Exercise:
Each entry below is to be duplicated verbatim.

— start Data provided —

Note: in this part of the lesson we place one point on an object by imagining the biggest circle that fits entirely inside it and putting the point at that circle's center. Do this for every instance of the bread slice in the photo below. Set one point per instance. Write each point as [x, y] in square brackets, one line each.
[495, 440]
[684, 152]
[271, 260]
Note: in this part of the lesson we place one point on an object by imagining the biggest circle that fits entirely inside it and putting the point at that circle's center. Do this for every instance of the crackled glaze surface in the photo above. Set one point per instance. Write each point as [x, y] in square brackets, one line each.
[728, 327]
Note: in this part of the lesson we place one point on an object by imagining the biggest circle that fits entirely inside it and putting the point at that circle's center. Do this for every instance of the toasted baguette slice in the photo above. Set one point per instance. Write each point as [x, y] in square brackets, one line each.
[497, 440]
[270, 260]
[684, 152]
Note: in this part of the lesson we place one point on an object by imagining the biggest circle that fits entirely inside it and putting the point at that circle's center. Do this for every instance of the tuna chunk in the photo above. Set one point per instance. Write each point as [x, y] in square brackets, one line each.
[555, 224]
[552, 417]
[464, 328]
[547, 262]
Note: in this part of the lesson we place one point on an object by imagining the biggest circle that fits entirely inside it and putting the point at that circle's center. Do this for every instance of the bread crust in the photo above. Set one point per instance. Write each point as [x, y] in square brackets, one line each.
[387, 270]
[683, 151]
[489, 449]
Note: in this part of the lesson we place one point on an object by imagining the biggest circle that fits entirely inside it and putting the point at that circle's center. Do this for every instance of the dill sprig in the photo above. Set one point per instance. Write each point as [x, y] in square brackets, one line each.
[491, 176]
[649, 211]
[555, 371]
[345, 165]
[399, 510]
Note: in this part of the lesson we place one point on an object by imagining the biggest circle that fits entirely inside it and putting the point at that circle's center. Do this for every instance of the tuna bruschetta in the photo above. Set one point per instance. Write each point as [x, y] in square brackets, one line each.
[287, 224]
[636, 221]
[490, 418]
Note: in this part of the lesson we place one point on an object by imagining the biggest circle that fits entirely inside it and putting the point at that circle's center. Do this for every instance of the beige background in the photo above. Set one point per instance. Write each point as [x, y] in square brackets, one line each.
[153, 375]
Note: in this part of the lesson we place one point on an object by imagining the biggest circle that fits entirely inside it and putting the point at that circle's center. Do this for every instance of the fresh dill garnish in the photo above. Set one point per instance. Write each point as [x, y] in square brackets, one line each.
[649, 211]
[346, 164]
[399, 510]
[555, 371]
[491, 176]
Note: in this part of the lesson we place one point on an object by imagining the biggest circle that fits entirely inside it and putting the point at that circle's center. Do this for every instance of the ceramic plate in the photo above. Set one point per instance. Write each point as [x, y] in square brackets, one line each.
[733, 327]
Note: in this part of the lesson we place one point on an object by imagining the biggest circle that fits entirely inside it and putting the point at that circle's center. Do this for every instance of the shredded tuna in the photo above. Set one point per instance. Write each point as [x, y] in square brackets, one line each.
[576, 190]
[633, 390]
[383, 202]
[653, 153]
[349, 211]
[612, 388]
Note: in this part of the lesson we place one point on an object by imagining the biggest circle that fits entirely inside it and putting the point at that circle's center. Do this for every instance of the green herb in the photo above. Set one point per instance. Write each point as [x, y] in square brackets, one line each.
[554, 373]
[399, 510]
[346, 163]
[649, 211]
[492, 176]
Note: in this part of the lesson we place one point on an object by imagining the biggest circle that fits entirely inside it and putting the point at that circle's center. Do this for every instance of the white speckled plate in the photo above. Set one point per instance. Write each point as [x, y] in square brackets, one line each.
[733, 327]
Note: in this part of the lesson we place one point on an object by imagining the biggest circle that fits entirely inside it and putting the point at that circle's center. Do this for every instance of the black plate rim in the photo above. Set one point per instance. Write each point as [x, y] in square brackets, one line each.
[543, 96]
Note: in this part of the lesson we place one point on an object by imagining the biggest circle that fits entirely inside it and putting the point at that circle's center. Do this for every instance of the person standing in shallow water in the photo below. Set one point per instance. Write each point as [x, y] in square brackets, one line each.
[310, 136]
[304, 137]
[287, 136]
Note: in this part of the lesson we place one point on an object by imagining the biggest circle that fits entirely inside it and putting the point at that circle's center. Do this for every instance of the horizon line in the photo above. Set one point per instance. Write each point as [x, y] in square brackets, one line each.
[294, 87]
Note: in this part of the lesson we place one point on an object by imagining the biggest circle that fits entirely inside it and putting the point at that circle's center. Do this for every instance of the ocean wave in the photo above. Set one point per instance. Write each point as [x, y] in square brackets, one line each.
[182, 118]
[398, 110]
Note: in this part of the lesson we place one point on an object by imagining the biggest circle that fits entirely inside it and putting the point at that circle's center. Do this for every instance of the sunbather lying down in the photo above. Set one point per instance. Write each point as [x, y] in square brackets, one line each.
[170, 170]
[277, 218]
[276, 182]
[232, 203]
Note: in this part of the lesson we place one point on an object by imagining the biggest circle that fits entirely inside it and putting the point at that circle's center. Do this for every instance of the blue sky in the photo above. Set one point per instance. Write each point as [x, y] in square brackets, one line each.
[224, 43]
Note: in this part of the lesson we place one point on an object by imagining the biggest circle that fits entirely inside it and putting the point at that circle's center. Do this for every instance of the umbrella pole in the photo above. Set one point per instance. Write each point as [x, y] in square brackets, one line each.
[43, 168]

— end Data provided —

Answer to this problem:
Note: in this part of the lesson we place one point on an object by imagining the biggest circle that fits entirely inside it and putting the point at that circle's center. Do this for every instance of the bread slice in the photo below. Set one point per instance. Write each point as [x, y] in square brackets, one line each.
[495, 440]
[684, 152]
[271, 260]
Note: in this part of the lesson we place one point on an object by imagining the biggest circle that fits entirely inside it and putting the point at that circle's center. Do this for every instance of the crackled glaze surface in the photo above. Set one point per instance. Write each point as [x, y] in square brackets, one line each.
[728, 327]
Note: in this part of the lesson we place one point on an object by imagining the biggest circle that fits entirely inside it and putting the point at that circle's center. Do this for every instance of the toasted baguette slice in the photo above. Set one point per instance. Write each point as [x, y] in square brackets, one line each.
[497, 440]
[270, 260]
[684, 152]
Note: in this part of the lesson we place one point on an object by imagining the biggest circle that fits entirely inside it and putting the point at that circle's center. Do this for every instance of the tuna chunk in the photo above. Set one point per instance. Write each point as [x, y] in square brackets, one line each.
[555, 224]
[552, 417]
[464, 328]
[547, 262]
Note: in this part of the lesson we place one point on an object by imagining the biggest circle that fits entirely inside it and putting the point at that circle's center. Do this for every instance of the bread crust in the photo above. Set one point per instance. Write each point as [x, y] in square brackets, one line each.
[387, 270]
[683, 151]
[489, 449]
Note: in this part of the lesson we place one point on an object by imagining the biggest circle that fits entirely inside it and putting the point at that circle's center. Do this for every instance of the dill sprig in the photo above. Set one point per instance. Write each point as [x, y] in square brackets, one line each.
[491, 176]
[649, 211]
[555, 371]
[345, 165]
[399, 510]
Note: in this part of the lesson we place one point on an object by imagining the biggest circle that fits entirely inside it and putting the point at that circle's center. Do this for every instance of the tuna bruschetta in the photo above. Set one point per instance. Write each point as [x, y] in square brackets, one line each.
[287, 224]
[636, 221]
[490, 418]
Note: in this part of the lesson we place one point on an object by imagining the biggest circle that fits entirely inside it and putting the point at that circle's center. Do this for every instance of the beige background in the photo above. Set one point per instance. Write each point as [x, y] in square brackets, one line each.
[153, 375]
Note: in this part of the lesson we place one point on an object by imagining the biggest circle that fits entirely inside it and putting the point at that circle's center. Do this for every instance of the fresh dill garnish in the photo above. Set one point per instance. Write each point as [x, y] in square brackets, one line each.
[649, 211]
[346, 164]
[399, 510]
[555, 371]
[491, 176]
Note: in this part of the lesson we place one point on an object by imagining the biggest circle that fits entirely inside it and putting the point at that circle's center. Do this for every instance of the ceramic plate in the photo above. Set one point per instance. Write each point as [x, y] in square brackets, one line each.
[733, 327]
Note: in this part of the lesson we place one point on an object by imagining the biggest circle that fits entirely inside it and putting the point at that circle's center. Do this for every instance of the shredded tuna in the photo above. Set one point per instance. Write each point as [x, y] in square brackets, one line each.
[576, 190]
[633, 390]
[383, 202]
[653, 153]
[349, 211]
[612, 388]
Note: in this part of the lesson we place one point on an object by imagining the biggest circle that fits entirely inside it and putting the point at that circle's center. Do this for every instance of the green herb in the photo above. Set one point per instance. Write each point as [x, y] in square brackets, one line each.
[554, 373]
[399, 510]
[346, 163]
[649, 211]
[492, 176]
Note: in this part of the lesson we place one point on an object by imagining the biggest circle that fits entirely inside it and putting the point at that circle's center. Do this for every instance of the white speckled plate in the photo above. Set one point per instance. Write each point as [x, y] in square brackets, one line each.
[733, 327]
Note: in this part of the lesson we place one point on an object by imagining the biggest circle that fits entirely inside it and putting the point at that circle's center. Do this for every instance of the black plate rim in the photo above. Set one point per instance. Write each point as [x, y] in square brackets, one line each.
[543, 96]
Note: in this part of the lesson we place one point on an object by imagining the biggest circle that fits entirely inside it and putting the point at that circle's center. Do this for every instance of the person standing in shallow water in the photo below. Set one point per instance. Write each point as [x, y] in square brackets, one line each.
[310, 136]
[304, 137]
[287, 136]
Note: in this part of the lesson we place one point on an object by imagining the biggest circle that fits entirely inside it and putting the point at that circle's center. Do this for every instance of the horizon line in the photo above. Set one point per instance. Write each point as [x, y] in square brackets, one line each.
[294, 87]
Note: in this part of the lesson we place one point on an object by imagining the biggest circle that fits entirely inside it and putting the point at that circle's center. Do this for every instance of the ocean wave in the photo above. Set one point per instance. Write each point as [x, y] in square brackets, one line each.
[182, 118]
[398, 110]
Note: in this part of the lesson we place one point on an object by imagining the biggest circle that fits entirely inside it and putting the point at that circle's center. Do this for every instance of the sunbather lying down in the photo above. Set one point per instance. Write each point as [x, y] in square brackets, one line each.
[170, 170]
[277, 218]
[276, 182]
[232, 203]
Note: in this part of the lesson we place one point on an object by imagining the biggest circle that fits entirely inside it and putting the point at that circle's center. Do this for every instance of the blue sky in the photo above. Set one point per instance. Write each point as [x, y] in square brackets, one line each.
[224, 43]
Note: in this part of the lesson we place one point on an object by imagining the biggest circle that fits entirely inside it and putting the point at that circle's center. Do this for every instance of the umbrella pole in the photo above. Set one point per instance. Write each point as [x, y] in square brackets, one line each.
[43, 168]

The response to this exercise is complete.